TEXTE DU DOCUMENT:

○ ○ ○ ○ ○

Publications & anecdotes

Ce portrait a été publié dans le livre Next (F9), 66 autres portraits oniriques de Patrick Lowie, publié aux éditions P.A.T.

Ce portrait a été écrit en respectant au mot près, le rêve de Marc Kiska. Je le trouvais trop beau que pour m'autoriser à le couper. Un texte à quatre mains ? Pas vraiment. Plutôt un rêve dans le rêve, un jeu onirique dans lequel j'essaie, tant bien que mal, de disparaître pour réapparaître dans le réel.

○ ○ ○ ○ ○

OBJECTIF ÉNONCÉ 1: D'après le texte du document, dans quel livre ce portrait a-t-il été publié ?
OBJECTIF ÉNONCÉ 2: Indiquez si chacune des affirmations suivantes concorde avec le texte du document, par oui ou non, en citant les mots décisifs : (a) le portrait a été raccourci par rapport au rêve de Marc Kiska ; (b) le livre a paru aux éditions P.A.T. ; (c) l'auteur considère ce portrait comme un véritable texte à quatre mains.
OBJECTIF ÉNONCÉ 3: Traduisez en anglais cette phrase du texte du document : « Je le trouvais trop beau que pour m'autoriser à le couper. »
Répondez en vous fondant uniquement sur le texte du document.

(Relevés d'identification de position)

○ ○ ○ ○ ○

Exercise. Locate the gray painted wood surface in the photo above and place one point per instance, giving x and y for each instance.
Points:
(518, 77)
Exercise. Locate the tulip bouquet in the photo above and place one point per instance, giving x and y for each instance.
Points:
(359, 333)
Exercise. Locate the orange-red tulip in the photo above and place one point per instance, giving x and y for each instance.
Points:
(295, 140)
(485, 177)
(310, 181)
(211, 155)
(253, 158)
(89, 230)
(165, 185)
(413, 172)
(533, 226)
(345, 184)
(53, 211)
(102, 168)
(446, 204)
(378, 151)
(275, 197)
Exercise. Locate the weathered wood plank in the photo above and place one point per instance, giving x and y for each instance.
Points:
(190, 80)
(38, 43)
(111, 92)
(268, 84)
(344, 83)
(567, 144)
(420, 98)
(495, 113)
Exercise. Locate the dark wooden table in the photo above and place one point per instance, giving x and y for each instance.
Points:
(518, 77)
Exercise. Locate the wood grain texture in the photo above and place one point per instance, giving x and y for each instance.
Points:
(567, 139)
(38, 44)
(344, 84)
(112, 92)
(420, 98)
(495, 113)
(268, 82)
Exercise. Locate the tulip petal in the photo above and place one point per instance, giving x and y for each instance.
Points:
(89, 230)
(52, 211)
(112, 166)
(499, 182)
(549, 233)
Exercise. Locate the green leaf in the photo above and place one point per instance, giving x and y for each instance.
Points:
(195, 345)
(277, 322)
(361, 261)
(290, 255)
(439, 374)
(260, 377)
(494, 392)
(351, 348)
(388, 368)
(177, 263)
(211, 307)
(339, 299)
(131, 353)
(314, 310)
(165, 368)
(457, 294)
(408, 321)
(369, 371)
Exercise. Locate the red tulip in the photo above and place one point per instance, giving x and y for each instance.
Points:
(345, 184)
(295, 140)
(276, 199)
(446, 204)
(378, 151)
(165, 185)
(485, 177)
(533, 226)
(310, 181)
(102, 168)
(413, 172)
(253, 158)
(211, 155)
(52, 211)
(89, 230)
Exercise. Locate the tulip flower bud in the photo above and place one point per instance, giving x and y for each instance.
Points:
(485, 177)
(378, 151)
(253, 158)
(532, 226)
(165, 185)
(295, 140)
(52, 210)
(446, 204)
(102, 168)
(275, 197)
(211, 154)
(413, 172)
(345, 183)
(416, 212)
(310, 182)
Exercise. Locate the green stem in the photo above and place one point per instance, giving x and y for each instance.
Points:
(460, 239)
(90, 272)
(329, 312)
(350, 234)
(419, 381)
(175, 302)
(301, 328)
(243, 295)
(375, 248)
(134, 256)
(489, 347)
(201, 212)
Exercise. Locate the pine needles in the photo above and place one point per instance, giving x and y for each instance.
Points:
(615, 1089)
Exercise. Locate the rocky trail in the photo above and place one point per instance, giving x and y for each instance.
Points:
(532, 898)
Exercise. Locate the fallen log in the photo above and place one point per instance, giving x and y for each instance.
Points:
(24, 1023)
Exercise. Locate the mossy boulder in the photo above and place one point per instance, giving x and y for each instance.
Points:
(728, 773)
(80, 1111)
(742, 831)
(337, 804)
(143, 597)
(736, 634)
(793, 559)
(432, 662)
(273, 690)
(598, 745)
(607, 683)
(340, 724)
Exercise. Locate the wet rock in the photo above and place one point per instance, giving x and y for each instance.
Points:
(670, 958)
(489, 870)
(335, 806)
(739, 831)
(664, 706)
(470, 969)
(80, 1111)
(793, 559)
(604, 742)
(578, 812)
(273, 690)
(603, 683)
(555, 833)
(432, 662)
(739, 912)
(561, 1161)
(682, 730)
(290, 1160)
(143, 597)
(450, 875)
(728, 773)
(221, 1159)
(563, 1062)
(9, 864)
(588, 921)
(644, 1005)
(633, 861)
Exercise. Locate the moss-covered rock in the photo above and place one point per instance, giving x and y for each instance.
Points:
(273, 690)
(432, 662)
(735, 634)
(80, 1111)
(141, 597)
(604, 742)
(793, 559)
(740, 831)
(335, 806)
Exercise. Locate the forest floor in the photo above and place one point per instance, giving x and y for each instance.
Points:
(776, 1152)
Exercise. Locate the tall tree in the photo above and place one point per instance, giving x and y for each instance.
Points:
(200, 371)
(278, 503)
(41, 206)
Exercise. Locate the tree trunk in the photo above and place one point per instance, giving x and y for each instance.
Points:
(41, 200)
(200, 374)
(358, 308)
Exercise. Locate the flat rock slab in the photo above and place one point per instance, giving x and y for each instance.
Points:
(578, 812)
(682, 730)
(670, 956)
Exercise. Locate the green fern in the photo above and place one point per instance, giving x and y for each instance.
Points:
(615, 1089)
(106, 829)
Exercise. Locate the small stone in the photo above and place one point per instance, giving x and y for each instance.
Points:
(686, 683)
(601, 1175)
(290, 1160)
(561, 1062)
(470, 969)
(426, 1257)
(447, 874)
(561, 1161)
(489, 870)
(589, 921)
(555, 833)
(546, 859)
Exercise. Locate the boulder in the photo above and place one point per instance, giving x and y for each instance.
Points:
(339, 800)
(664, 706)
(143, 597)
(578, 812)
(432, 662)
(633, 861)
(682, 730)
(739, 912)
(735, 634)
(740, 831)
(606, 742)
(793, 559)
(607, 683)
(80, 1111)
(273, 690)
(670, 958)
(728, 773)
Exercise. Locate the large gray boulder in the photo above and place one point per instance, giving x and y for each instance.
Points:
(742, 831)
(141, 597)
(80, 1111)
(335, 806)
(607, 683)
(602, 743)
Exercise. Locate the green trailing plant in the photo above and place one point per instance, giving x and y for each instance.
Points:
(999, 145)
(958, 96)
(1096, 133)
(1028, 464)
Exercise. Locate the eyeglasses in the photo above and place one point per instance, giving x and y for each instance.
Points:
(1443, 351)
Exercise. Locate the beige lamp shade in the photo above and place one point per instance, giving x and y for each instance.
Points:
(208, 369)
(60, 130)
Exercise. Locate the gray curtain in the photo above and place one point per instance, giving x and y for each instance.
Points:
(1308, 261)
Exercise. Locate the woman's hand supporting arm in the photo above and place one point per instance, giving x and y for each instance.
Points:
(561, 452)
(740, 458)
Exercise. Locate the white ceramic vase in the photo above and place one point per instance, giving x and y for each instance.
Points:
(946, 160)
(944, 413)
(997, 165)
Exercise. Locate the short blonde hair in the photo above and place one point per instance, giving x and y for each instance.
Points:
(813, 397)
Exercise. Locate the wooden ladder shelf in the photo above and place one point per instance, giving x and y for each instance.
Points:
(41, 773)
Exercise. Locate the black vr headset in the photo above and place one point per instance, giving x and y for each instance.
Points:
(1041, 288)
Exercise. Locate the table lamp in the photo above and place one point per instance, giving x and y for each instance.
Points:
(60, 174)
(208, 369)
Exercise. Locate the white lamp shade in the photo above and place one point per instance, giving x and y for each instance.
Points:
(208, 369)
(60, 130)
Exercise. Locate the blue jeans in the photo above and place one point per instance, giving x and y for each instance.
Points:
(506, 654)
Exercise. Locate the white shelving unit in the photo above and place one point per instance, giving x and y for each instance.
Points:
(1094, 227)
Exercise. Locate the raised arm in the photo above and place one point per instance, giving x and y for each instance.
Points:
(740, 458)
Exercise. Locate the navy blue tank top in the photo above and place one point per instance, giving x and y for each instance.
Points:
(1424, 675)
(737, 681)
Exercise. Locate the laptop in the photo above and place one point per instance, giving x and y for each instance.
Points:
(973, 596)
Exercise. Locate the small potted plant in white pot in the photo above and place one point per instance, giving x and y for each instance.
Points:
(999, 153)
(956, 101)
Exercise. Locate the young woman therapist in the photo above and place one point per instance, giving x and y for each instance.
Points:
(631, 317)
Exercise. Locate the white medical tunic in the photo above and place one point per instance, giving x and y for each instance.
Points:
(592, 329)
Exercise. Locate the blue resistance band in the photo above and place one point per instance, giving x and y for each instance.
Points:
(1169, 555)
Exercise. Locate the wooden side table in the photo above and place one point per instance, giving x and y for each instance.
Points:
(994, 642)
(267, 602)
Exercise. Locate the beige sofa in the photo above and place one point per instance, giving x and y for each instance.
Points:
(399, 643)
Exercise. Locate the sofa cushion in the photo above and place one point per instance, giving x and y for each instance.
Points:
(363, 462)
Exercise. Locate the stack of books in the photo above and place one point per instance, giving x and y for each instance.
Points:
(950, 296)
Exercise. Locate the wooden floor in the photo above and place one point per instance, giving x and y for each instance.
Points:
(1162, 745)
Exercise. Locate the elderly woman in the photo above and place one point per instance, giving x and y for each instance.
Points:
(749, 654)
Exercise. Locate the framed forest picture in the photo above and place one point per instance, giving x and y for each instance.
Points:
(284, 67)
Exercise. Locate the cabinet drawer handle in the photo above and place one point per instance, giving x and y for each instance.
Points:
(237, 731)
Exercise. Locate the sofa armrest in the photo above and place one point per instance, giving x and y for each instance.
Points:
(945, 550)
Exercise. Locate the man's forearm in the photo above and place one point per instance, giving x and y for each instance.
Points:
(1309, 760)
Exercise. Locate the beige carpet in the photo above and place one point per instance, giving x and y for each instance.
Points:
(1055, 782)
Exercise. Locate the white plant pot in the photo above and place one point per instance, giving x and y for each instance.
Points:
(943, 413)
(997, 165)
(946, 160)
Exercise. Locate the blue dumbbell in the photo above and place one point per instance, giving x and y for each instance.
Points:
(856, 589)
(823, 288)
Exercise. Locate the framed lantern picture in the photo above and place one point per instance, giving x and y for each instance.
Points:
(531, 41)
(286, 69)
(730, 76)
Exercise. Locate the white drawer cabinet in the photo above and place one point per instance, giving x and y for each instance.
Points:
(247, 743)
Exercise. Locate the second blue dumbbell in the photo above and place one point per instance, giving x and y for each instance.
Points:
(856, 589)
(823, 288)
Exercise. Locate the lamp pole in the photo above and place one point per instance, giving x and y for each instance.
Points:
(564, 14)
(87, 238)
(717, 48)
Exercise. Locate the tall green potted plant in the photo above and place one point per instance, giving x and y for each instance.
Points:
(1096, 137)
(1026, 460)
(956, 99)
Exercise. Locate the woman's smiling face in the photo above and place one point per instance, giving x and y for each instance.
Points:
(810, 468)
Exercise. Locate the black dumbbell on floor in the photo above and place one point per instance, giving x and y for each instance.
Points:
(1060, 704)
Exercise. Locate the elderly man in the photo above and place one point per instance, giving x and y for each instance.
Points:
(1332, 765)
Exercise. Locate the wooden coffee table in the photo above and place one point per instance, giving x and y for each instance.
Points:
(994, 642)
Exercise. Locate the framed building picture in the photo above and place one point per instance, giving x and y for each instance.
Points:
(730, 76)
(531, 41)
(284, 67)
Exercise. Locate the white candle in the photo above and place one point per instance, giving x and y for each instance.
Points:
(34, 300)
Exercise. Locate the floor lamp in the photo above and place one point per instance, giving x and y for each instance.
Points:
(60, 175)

○ ○ ○ ○ ○

RÉPONSE 1: Dans le livre Next (F9), 66 autres portraits oniriques de Patrick Lowie, publié aux éditions P.A.T.

RÉPONSE 2:
(a) Non : « Ce portrait a été écrit en respectant au mot près, le rêve de Marc Kiska. »
(b) Oui : « publié aux éditions P.A.T. »
(c) Non : « Un texte à quatre mains ? Pas vraiment. »

RÉPONSE 3: I found it too beautiful to allow myself to cut it.